Data excerpts
━━━━━━

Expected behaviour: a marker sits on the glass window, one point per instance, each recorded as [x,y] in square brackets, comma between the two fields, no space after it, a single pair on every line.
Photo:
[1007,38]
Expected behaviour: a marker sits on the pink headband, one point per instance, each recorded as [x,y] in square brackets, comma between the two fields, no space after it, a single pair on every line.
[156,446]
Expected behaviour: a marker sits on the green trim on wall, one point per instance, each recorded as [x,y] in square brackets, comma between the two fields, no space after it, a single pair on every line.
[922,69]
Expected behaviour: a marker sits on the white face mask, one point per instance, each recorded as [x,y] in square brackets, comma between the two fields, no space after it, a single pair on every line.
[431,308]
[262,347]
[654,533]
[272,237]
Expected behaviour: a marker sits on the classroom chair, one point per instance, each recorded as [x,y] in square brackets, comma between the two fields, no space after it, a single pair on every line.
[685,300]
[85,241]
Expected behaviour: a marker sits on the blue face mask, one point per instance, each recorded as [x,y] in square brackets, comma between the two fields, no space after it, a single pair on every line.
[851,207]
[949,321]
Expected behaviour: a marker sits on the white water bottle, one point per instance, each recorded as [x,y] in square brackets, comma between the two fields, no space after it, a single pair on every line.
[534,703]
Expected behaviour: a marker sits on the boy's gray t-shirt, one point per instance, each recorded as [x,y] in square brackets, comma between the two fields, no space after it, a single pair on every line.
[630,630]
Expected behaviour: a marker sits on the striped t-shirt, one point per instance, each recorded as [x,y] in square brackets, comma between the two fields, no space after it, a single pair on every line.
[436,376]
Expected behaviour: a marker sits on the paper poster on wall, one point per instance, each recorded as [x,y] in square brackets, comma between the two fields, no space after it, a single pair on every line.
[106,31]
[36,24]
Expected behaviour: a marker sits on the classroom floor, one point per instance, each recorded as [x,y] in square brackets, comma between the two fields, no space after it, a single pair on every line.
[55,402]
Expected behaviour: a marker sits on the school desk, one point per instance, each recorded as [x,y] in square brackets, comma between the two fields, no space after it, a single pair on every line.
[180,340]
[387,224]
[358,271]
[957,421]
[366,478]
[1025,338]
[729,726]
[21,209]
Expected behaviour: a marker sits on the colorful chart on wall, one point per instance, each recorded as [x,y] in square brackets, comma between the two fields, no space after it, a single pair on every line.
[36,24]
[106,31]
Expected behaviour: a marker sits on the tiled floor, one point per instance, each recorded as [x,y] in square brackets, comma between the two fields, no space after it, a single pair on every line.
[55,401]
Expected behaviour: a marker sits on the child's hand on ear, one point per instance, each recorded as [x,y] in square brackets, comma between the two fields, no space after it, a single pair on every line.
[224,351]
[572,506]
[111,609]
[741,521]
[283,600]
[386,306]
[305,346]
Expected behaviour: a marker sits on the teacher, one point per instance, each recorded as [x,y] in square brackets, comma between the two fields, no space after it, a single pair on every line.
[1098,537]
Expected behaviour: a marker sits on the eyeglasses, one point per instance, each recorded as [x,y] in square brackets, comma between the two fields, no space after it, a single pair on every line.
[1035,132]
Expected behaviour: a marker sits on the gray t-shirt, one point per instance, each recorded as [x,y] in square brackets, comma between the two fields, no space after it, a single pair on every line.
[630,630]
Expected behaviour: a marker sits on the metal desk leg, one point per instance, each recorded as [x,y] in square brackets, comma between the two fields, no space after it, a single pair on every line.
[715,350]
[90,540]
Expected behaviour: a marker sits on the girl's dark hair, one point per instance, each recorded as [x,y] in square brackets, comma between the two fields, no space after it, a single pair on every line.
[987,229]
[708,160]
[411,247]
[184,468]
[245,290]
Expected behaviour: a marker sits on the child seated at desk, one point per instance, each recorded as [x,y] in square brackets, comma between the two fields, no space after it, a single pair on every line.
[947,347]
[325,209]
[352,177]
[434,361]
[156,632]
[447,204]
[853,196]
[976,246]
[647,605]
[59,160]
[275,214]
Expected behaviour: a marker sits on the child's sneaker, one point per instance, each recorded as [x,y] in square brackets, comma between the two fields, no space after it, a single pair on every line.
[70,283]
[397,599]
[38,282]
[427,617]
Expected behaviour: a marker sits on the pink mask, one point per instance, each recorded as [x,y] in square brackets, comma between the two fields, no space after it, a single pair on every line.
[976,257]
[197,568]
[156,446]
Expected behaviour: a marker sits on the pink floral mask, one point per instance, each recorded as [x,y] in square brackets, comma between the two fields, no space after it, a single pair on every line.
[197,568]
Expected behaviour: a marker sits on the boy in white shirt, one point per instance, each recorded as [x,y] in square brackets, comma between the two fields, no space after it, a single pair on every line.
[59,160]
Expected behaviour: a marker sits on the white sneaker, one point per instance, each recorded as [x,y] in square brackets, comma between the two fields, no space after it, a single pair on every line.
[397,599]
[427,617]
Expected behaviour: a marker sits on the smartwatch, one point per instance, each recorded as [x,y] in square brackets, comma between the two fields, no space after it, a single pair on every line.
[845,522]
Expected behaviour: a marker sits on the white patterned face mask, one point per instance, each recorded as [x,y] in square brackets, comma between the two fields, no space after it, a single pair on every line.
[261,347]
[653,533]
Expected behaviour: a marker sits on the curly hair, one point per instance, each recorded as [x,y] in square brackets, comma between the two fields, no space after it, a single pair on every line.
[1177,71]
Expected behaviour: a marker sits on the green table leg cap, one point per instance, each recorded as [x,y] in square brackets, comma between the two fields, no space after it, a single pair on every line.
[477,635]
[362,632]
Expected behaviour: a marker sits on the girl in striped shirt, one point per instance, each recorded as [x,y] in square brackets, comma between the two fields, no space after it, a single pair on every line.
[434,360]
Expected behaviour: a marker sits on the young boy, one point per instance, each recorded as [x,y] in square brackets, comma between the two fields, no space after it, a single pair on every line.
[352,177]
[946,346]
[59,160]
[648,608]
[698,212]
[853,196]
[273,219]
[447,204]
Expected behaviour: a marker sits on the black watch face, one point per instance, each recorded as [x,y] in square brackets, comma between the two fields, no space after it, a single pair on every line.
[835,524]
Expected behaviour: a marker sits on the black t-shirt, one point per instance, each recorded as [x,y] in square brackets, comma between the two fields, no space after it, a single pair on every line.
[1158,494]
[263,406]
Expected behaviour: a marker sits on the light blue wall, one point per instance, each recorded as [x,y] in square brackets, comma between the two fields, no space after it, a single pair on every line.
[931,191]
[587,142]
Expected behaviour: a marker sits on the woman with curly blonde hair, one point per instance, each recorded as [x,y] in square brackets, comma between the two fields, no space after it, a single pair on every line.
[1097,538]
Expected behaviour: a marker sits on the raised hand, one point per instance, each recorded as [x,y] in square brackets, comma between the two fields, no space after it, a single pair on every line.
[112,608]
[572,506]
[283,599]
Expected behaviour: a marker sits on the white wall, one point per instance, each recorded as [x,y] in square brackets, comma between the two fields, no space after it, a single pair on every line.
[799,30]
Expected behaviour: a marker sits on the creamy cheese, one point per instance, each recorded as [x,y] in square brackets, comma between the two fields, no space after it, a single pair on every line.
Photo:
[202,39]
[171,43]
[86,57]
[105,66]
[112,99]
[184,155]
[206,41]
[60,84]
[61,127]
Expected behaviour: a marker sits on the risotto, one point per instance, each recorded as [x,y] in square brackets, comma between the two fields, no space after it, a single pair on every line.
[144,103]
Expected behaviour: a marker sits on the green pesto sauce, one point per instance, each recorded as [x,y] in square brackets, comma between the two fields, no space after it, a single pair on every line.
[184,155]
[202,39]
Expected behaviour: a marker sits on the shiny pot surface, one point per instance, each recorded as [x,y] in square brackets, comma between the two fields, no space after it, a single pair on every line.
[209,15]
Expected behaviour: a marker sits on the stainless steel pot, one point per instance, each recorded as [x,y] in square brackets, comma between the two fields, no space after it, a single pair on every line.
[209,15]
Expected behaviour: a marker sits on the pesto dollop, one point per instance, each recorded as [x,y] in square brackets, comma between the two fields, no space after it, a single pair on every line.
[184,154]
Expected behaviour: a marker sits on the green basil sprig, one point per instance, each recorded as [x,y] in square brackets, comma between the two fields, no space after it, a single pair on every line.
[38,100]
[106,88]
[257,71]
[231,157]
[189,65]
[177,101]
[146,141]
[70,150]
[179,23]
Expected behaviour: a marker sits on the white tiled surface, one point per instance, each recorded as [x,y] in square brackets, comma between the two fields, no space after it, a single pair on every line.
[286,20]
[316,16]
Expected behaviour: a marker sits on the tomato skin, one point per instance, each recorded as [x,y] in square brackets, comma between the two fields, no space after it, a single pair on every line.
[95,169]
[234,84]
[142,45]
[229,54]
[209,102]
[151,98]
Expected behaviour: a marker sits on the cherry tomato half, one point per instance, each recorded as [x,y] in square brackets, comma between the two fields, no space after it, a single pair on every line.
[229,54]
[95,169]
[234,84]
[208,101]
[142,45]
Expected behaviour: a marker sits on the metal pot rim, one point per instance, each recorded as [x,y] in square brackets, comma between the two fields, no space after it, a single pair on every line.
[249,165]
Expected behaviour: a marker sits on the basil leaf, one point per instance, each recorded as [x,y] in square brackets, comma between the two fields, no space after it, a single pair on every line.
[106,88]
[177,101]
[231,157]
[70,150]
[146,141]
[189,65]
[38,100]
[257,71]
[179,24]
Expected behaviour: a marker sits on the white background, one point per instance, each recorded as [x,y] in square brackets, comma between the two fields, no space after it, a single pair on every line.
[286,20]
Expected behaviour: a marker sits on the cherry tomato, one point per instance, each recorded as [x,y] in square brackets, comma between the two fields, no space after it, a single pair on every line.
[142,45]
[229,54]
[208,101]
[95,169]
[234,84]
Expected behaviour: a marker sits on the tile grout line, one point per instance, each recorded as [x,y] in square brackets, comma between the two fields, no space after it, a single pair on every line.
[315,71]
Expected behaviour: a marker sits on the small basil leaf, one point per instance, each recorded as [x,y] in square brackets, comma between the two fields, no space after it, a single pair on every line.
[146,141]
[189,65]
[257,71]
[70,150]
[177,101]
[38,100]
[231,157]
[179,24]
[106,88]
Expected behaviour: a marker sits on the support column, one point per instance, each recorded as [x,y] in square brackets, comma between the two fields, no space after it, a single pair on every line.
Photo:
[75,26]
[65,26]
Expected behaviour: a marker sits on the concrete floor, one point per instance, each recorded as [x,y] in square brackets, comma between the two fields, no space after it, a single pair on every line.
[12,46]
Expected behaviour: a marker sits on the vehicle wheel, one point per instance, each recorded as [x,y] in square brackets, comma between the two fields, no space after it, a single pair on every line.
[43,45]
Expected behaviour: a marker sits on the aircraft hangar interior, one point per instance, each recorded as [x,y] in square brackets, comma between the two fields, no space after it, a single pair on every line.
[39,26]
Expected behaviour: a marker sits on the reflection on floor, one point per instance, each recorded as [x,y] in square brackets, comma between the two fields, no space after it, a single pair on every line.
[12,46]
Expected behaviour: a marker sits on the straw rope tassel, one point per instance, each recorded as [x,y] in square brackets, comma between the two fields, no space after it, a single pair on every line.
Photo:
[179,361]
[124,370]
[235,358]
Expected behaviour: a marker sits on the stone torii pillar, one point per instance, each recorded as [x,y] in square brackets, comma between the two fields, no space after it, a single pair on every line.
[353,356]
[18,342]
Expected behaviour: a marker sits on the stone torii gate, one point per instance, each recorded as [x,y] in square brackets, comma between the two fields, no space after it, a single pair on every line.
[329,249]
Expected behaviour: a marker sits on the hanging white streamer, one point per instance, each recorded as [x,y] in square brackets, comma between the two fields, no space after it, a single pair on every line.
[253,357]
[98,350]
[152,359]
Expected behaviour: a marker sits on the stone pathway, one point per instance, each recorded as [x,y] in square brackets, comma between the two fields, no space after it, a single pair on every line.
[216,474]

━━━━━━

→ What you need to do:
Using the entries above, copy exactly the lines from the one containing "Expected behaviour: a marker sits on the stone torii pillar, one" through the last, both included.

→ Result below:
Expected behaviour: a marker sits on the stone torii pillar, one point per instance, each recorded as [x,y] in square brackets, comma between the two fields, no space after it, a single pair on every line.
[353,356]
[18,342]
Expected behaviour: a marker sits on the stone torii gate, one point per instance, each recorded as [x,y] in square brackets, comma between the two fields, no space after it, a single pair on every line.
[329,249]
Expected behaviour: a marker sits on the hanging white streamer, one point per instance, each recorded as [x,y] in square brackets, comma between the two fields, no space after it, a single pair on every line.
[253,357]
[98,350]
[152,359]
Expected behaviour: a marker sits on the stone pathway, one point per instance, each recorded as [x,y] in square brackets, comma between the two fields, no space after it, a single pair on every line.
[216,474]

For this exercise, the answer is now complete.